— Begin Entries —

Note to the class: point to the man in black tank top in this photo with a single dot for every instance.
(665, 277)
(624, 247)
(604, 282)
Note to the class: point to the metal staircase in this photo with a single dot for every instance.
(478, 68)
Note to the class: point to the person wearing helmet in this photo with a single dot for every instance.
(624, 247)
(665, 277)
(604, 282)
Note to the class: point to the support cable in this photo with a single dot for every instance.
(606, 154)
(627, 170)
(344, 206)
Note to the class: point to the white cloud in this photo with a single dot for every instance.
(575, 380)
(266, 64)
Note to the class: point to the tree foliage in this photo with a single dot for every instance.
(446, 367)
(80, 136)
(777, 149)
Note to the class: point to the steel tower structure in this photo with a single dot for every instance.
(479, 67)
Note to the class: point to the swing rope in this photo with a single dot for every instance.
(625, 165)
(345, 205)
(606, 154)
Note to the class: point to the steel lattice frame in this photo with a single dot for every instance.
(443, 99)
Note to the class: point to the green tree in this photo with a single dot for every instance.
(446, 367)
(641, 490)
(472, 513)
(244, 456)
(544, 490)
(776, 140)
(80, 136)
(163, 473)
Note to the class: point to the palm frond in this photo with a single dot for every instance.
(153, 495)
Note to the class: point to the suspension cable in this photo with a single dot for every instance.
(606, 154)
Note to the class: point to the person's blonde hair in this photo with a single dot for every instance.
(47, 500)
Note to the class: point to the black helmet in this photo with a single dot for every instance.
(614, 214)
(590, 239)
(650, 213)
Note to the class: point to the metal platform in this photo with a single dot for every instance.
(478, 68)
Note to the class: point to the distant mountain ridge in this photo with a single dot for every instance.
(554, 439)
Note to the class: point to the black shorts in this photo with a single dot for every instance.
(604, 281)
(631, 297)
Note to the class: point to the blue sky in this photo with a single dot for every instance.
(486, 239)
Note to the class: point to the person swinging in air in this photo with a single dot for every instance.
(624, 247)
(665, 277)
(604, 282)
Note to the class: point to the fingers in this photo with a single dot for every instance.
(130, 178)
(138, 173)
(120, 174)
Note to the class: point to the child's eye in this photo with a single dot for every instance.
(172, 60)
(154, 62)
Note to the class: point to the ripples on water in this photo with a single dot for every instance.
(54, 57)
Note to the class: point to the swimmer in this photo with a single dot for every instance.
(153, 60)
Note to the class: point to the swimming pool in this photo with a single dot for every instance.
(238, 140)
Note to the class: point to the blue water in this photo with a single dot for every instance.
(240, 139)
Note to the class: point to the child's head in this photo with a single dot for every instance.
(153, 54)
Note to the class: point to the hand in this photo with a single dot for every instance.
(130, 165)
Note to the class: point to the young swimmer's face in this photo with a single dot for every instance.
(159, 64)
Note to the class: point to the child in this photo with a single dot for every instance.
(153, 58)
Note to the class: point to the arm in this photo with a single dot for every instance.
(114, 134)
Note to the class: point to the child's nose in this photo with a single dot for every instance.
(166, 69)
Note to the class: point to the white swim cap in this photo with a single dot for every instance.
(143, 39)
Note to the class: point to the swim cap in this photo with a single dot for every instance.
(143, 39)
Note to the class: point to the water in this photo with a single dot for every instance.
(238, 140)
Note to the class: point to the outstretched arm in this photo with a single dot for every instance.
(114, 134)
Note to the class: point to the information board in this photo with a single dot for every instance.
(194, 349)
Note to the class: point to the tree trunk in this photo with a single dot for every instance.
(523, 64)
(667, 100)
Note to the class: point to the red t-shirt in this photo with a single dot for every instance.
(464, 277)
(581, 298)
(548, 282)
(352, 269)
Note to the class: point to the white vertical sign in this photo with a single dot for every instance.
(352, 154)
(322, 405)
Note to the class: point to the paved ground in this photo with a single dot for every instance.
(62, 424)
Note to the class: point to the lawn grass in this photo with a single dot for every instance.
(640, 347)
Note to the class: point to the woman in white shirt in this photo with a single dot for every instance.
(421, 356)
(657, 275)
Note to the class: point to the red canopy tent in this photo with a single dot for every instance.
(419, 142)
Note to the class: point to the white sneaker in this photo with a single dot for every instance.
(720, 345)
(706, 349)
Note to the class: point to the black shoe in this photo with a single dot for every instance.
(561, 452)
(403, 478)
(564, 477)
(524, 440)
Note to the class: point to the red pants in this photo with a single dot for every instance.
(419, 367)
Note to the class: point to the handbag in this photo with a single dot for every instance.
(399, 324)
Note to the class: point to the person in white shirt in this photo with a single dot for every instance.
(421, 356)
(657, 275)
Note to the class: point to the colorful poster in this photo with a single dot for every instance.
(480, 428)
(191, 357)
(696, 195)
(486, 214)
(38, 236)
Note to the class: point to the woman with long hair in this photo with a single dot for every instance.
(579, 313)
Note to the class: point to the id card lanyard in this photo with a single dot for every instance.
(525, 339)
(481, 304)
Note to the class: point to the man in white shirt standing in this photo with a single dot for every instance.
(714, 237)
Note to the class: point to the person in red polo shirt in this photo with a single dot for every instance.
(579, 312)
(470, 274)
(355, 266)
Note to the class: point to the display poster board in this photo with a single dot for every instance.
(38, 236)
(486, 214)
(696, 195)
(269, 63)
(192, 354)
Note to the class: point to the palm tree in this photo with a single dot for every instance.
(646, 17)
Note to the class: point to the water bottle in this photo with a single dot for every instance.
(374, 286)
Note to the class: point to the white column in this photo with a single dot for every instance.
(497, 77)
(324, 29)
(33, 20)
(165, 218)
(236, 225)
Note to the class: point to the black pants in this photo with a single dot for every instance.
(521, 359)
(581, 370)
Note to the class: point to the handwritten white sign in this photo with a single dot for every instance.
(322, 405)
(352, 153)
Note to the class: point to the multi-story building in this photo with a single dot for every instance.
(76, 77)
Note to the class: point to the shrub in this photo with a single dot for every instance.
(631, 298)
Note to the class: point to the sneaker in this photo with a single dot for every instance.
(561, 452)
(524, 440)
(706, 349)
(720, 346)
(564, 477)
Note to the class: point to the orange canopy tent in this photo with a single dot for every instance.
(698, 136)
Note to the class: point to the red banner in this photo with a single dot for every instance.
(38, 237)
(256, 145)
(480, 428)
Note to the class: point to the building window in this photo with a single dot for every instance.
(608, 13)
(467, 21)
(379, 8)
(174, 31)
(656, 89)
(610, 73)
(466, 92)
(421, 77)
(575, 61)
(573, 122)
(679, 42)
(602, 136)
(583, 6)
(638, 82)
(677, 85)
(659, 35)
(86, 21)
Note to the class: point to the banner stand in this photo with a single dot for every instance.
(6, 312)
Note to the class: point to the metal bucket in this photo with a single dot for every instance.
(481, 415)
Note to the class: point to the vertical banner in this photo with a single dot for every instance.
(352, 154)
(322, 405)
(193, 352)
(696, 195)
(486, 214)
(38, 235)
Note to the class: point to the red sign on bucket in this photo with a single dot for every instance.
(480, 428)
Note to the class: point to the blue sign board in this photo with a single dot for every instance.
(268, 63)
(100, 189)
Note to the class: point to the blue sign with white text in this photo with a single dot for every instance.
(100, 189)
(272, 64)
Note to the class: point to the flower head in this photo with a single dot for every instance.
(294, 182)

— End Entries —

Output the lines of the listing above without any changes.

[Task solution]
Note to the class: point to the man in black tank top in this photo with a single dot for every instance.
(665, 277)
(624, 247)
(604, 282)
Note to the class: point to the metal staircase in this photo with a single dot for every instance.
(478, 68)
Note to the class: point to the person wearing helmet in this photo with a single dot for every instance.
(624, 247)
(665, 277)
(604, 282)
Note to the class: point to the support cable in this photo with a single dot for every instance.
(606, 154)
(627, 170)
(344, 206)
Note to the class: point to the white cloud in this photo with a single dot for every instance.
(575, 380)
(266, 64)
Note to the class: point to the tree foliage in this photo with a single dot for every instance.
(446, 367)
(80, 136)
(777, 149)
Note to the class: point to the steel tower structure in this photo with a single dot for every instance.
(479, 67)
Note to the class: point to the swing rope in this photo with a single dot for every instance.
(625, 165)
(345, 205)
(606, 154)
Note to the class: point to the steel lattice frame in this photo with a single dot for every instance.
(443, 99)
Note to the class: point to the green tree in this photo with a single dot for every instance.
(446, 367)
(641, 490)
(472, 513)
(244, 456)
(544, 490)
(776, 140)
(80, 136)
(163, 473)
Note to the class: point to the palm frond in this photo with a single dot for every instance.
(153, 495)
Note to the class: point to the suspension cable in this photo with a single dot for every instance.
(606, 154)
Note to the class: point to the person's blonde hair in this photo with a single dot for every instance.
(47, 500)
Note to the class: point to the black helmet in this photo with a single dot for every instance.
(614, 214)
(590, 239)
(650, 213)
Note to the class: point to the metal platform in this photo with a single dot for every instance.
(478, 68)
Note to the class: point to the distant mountain ridge in this photo with a single dot for every instance.
(554, 439)
Note to the class: point to the black shorts in this photo with a single dot for every instance.
(604, 281)
(631, 297)
Note to the class: point to the blue sky in this photo with a single dot for every instance.
(486, 239)
Note to the class: point to the person swinging in air in this photo with a single dot for every instance.
(624, 247)
(665, 277)
(604, 282)
Note to the class: point to the fingers in this photo with a single dot for every instance.
(130, 178)
(138, 173)
(120, 174)
Note to the class: point to the child's eye in this photo with a single dot for every instance.
(172, 60)
(154, 62)
Note to the class: point to the ripples on water in this photo with a single dot for every instance.
(54, 57)
Note to the class: point to the swimmer in this photo with a single dot for every instance.
(153, 60)
Note to the class: point to the swimming pool in this photo with a single dot for every instance.
(238, 140)
Note to the class: point to the blue water in this photo with a single dot for every instance.
(240, 139)
Note to the class: point to the child's head in this photo with a single dot for every instance.
(153, 54)
Note to the class: point to the hand in this photo with a single dot for every instance.
(130, 165)
Note to the class: point to the young swimmer's face in this photo with a single dot for every instance.
(159, 64)
Note to the class: point to the child in this photo with a single dot for every instance.
(153, 58)
Note to the class: point to the arm in this photo with a single dot for every instance.
(114, 134)
Note to the class: point to the child's nose in this photo with a single dot for every instance.
(166, 69)
Note to the class: point to the white swim cap in this photo with a single dot for every instance.
(143, 39)
Note to the class: point to the swim cap in this photo with a single dot for every instance.
(143, 39)
Note to the class: point to the water in this photo with a single dot for every instance.
(238, 140)
Note to the class: point to the outstretched arm in this photo with a single dot for every instance.
(114, 134)
Note to the class: point to the information board in this photo with a single dot for every instance.
(194, 349)
Note to the class: point to the tree trunk in this photo with a single dot for every instance.
(523, 64)
(667, 100)
Note to the class: point to the red t-shirt in this photo with a single dot for every instance.
(464, 277)
(581, 298)
(548, 282)
(352, 269)
Note to the class: point to the white vertical sign in this photo with a single dot for every instance.
(352, 154)
(322, 405)
Note to the class: point to the paved ground in this photo with a single dot for every instance.
(62, 424)
Note to the class: point to the lawn grass in this photo with a single dot for every instance.
(640, 347)
Note to the class: point to the woman in white shirt in this photo with a single dot for every instance.
(421, 356)
(657, 275)
Note to the class: point to the red canopy tent in this photo with a single dot for every instance.
(419, 142)
Note to the class: point to the white sneaker in this photo with a single dot for every instance.
(720, 345)
(706, 349)
Note to the class: point to the black shoe in this photo with a single dot for every instance.
(561, 452)
(403, 478)
(564, 477)
(524, 440)
Note to the class: point to the red pants in this photo with a single dot for every instance.
(419, 367)
Note to the class: point to the handbag in this photo with a single dot for every instance.
(399, 324)
Note to the class: point to the person in white shirt in this photo with a single dot for every instance.
(421, 356)
(657, 275)
Note to the class: point to the colorful poster in this photo with a single dot for every instance.
(480, 428)
(191, 357)
(696, 195)
(486, 214)
(38, 236)
Note to the class: point to the woman with long hair in this photo with a single dot for every instance.
(579, 313)
Note to the class: point to the id card lanyard in this photo with a single dot for every instance.
(525, 339)
(481, 304)
Note to the class: point to the man in white shirt standing in this photo with a single dot for every instance.
(714, 237)
Note to the class: point to the person in red polo shirt in this photo with a single dot for every instance.
(579, 312)
(470, 274)
(355, 266)
Note to the class: point to the display poster board in this photo with a single dot for every instance.
(38, 236)
(486, 214)
(696, 195)
(269, 63)
(192, 354)
Note to the class: point to the palm tree in this photo with a single dot for every instance.
(646, 17)
Note to the class: point to the water bottle in this photo with a single dot for every instance.
(374, 286)
Note to the class: point to the white column in this photo with a single dot for every instance.
(497, 77)
(324, 29)
(33, 20)
(165, 218)
(236, 225)
Note to the class: point to the black pants in this photo with a single dot for every instance.
(521, 359)
(581, 370)
Note to the class: point to the handwritten white sign in this photo with a single dot for every instance.
(322, 405)
(352, 153)
Note to the class: point to the multi-story building in this photo with a single dot for every instance.
(76, 77)
Note to the class: point to the shrub in this photo with a single dot for every instance.
(631, 298)
Note to the class: point to the sneaker in this photo with a single dot for every instance.
(561, 452)
(524, 440)
(706, 349)
(720, 346)
(564, 477)
Note to the class: point to the orange canopy tent in this photo with a single dot for every instance.
(698, 136)
Note to the class: point to the red banner in this photo with a single dot for every instance.
(38, 237)
(256, 145)
(480, 428)
Note to the class: point to the building window in this photo with a single dot for every instance.
(608, 13)
(467, 21)
(379, 8)
(174, 31)
(656, 89)
(610, 73)
(466, 92)
(421, 77)
(575, 61)
(573, 122)
(679, 42)
(602, 136)
(583, 6)
(638, 82)
(677, 85)
(659, 35)
(86, 21)
Note to the class: point to the banner stand in this photo with a single dot for every instance.
(6, 312)
Note to the class: point to the metal bucket in this photo with a single dot for every instance.
(481, 415)
Note to the class: point to the vertical banner in this photo with a single dot for every instance.
(352, 154)
(322, 405)
(193, 352)
(696, 195)
(486, 214)
(38, 235)
Note to the class: point to the red sign on bucket in this photo with a single dot for every instance.
(480, 428)
Note to the class: point to the blue sign board in this photo with a single dot for every instance.
(268, 63)
(100, 189)
Note to the class: point to the blue sign with white text in this photo with a single dot for every instance.
(100, 189)
(272, 64)
Note to the class: point to the flower head in this photo with a single dot for every instance.
(294, 182)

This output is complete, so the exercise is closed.